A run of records
┄┄┄┄┄┄┄┄┄┄
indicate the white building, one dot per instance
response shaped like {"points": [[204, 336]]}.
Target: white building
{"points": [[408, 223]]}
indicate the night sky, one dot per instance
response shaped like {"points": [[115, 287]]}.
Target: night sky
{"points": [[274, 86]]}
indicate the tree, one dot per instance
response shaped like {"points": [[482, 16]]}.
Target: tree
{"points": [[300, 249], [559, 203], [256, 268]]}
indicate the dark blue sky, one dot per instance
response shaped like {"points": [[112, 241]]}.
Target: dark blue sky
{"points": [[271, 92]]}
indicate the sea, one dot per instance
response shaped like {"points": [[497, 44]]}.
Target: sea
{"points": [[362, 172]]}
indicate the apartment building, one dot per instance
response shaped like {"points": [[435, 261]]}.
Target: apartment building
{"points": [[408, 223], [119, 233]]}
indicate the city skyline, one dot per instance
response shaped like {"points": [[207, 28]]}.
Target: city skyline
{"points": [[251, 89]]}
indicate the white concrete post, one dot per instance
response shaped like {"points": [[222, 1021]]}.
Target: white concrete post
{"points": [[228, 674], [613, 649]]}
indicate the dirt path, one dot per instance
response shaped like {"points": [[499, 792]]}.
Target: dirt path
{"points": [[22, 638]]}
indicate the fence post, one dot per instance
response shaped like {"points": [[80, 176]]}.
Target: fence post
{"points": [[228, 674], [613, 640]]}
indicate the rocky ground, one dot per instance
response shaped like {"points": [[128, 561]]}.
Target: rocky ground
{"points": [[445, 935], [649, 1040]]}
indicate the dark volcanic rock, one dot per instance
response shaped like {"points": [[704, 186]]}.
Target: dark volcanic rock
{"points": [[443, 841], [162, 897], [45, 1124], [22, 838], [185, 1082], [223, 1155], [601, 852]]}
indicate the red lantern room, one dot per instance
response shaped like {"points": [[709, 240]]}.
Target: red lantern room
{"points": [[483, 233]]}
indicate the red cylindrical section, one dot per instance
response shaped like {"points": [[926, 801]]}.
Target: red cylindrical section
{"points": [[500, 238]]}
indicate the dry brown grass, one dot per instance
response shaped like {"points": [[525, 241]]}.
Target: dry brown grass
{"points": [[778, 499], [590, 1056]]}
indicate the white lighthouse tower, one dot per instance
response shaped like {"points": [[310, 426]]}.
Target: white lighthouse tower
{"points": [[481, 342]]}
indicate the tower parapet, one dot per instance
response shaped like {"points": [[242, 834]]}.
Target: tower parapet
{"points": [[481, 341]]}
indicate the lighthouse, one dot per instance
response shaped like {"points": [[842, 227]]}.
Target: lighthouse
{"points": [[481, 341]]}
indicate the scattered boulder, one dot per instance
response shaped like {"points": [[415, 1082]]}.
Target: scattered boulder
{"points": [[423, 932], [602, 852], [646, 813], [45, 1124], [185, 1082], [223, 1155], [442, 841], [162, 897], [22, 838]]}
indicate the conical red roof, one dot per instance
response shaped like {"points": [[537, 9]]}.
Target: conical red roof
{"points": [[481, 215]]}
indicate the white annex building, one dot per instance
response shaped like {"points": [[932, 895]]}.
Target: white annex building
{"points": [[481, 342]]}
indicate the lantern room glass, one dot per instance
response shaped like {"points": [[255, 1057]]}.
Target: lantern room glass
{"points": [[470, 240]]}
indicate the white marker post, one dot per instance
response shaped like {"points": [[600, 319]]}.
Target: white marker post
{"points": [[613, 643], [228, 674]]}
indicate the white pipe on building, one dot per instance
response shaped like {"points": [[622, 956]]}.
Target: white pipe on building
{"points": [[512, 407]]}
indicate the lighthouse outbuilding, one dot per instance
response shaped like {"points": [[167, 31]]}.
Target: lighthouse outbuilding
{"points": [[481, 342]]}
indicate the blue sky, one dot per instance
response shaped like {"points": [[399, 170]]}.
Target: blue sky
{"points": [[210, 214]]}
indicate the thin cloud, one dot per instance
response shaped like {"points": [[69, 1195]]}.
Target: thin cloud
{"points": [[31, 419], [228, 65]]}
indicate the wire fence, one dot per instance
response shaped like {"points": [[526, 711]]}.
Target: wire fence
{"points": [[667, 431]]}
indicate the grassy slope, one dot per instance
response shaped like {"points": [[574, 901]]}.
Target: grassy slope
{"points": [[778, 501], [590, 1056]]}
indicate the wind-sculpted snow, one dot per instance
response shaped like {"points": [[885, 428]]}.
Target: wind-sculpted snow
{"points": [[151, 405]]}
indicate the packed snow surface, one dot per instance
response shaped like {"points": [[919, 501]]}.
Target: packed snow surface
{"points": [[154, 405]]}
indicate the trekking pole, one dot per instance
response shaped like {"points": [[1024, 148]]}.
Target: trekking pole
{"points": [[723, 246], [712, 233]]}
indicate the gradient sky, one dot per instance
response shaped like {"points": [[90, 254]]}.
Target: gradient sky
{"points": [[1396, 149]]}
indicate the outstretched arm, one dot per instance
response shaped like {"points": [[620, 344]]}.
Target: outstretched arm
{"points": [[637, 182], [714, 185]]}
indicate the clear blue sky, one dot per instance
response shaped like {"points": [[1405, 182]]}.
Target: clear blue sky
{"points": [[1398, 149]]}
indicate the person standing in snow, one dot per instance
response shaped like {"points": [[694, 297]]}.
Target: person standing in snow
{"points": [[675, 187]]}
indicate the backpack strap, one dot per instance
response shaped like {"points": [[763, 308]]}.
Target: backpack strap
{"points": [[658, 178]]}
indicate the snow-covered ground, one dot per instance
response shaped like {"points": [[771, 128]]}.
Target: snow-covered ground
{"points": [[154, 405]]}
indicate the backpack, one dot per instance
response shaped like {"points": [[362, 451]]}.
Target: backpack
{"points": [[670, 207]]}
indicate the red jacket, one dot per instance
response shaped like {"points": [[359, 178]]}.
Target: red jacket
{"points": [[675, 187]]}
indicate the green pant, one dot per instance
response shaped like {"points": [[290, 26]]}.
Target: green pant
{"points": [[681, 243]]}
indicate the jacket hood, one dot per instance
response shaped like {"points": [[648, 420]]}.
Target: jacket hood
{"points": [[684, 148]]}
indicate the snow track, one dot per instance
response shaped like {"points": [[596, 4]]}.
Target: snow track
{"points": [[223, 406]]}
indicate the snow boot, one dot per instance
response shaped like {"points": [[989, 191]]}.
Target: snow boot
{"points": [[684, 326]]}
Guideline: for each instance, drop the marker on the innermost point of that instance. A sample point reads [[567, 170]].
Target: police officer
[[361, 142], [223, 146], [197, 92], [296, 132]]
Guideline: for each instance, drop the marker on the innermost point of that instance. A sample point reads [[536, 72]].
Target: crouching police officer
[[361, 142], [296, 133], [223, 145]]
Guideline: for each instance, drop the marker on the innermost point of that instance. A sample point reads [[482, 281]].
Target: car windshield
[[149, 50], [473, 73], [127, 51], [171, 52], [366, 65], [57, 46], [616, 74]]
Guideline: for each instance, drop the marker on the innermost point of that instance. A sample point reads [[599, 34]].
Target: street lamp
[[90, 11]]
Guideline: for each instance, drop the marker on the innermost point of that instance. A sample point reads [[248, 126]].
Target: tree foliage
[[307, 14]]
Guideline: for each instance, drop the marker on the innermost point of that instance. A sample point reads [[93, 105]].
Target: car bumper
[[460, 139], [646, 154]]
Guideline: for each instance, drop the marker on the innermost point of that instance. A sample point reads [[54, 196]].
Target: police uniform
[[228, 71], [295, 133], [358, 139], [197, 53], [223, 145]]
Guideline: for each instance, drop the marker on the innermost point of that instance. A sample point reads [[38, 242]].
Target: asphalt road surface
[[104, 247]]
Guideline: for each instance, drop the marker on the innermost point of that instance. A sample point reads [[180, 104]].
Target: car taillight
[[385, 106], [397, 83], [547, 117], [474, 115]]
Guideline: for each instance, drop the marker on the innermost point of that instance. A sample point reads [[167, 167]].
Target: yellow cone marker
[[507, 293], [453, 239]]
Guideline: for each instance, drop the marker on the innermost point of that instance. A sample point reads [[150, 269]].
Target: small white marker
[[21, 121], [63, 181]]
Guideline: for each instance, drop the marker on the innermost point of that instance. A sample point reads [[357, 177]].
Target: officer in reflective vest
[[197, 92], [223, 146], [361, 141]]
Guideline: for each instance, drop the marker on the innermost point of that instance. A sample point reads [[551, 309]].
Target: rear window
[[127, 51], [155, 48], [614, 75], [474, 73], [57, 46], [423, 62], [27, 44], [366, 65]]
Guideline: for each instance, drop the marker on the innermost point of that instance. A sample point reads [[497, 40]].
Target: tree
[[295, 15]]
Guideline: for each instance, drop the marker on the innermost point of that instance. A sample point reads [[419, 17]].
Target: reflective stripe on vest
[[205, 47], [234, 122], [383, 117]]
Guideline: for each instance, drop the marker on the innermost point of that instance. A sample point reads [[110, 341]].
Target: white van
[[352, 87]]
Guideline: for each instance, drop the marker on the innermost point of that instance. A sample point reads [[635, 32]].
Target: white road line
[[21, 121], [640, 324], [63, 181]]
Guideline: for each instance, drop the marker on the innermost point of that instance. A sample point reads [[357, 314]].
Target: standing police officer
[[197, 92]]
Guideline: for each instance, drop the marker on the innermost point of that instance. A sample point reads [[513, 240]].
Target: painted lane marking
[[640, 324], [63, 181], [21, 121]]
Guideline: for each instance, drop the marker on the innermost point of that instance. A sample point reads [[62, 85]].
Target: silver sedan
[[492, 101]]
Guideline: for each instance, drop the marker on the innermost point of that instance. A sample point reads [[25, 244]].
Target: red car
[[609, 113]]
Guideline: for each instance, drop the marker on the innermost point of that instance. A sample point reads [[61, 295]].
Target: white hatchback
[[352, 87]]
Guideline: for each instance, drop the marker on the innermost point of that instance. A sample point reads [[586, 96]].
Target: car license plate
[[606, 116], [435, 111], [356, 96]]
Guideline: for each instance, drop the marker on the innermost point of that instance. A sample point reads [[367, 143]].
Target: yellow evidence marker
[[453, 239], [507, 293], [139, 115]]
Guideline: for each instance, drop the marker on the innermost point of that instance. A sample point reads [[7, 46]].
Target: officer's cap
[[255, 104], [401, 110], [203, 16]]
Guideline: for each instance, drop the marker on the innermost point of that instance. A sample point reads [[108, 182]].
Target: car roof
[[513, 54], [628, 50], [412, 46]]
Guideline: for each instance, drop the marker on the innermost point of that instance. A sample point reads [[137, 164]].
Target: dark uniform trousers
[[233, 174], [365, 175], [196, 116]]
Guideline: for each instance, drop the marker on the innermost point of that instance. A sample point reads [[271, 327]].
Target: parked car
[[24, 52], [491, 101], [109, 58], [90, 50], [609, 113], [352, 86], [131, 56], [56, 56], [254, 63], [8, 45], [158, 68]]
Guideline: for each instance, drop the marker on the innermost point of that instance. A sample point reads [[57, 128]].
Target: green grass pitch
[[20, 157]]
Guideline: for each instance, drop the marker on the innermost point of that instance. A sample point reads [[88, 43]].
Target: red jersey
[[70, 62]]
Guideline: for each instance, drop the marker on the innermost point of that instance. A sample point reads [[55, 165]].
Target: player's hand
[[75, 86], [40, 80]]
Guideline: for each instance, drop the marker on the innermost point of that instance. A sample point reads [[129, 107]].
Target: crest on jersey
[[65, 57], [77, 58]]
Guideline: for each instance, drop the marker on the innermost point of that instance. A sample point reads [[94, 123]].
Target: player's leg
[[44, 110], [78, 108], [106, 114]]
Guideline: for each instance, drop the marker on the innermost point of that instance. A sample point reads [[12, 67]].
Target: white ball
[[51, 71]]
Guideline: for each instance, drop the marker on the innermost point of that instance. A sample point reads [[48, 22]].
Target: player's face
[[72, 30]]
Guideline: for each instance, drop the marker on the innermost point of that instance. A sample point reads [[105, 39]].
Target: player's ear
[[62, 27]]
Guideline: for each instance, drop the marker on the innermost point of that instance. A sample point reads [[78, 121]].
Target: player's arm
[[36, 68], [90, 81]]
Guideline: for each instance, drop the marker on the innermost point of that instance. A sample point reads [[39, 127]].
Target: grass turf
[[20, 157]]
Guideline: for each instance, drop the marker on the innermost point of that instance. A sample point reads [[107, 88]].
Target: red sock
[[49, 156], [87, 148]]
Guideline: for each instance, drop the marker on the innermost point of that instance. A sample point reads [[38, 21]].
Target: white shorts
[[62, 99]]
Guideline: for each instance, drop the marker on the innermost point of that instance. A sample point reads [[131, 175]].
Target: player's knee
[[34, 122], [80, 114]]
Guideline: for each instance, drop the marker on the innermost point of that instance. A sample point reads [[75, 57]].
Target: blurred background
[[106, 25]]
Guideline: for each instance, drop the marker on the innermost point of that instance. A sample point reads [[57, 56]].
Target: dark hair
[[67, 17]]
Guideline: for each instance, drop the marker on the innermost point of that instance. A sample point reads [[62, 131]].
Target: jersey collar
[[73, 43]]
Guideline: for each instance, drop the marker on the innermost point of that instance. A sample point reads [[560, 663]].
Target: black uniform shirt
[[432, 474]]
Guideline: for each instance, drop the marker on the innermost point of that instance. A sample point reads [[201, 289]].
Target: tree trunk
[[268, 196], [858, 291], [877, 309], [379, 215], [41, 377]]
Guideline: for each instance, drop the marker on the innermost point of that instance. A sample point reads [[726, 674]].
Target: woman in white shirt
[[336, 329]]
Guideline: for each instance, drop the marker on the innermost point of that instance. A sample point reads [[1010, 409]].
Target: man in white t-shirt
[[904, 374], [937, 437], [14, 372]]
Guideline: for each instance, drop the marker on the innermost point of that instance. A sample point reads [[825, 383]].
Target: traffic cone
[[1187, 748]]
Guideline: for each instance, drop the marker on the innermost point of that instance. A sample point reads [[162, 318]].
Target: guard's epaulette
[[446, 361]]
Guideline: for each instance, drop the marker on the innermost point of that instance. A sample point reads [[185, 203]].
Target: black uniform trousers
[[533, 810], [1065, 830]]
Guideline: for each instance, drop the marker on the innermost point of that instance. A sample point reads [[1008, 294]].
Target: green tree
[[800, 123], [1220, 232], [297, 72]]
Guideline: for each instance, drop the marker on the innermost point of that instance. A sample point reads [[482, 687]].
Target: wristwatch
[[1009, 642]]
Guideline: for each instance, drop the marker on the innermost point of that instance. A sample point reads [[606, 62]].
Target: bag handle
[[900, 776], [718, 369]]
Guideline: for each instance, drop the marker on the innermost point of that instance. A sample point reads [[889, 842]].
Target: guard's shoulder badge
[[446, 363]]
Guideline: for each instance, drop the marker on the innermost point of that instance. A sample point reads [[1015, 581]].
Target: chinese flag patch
┄┄┄┄┄┄┄┄┄┄
> _EXERCISE REQUIREMENTS_
Can you rewrite the lines from the one with "reads [[536, 72]]." up to and including the one with "[[361, 142], [296, 133], [223, 145]]", adding 18 to every coordinate in the answer points and leaving the rest of those lines as they are?

> _ANSWER TO THIS TASK_
Guideline: for each instance, drop the marker on the innermost point of that instance. A sample point reads [[536, 72]].
Target: crouching police officer
[[379, 160], [314, 151], [241, 163]]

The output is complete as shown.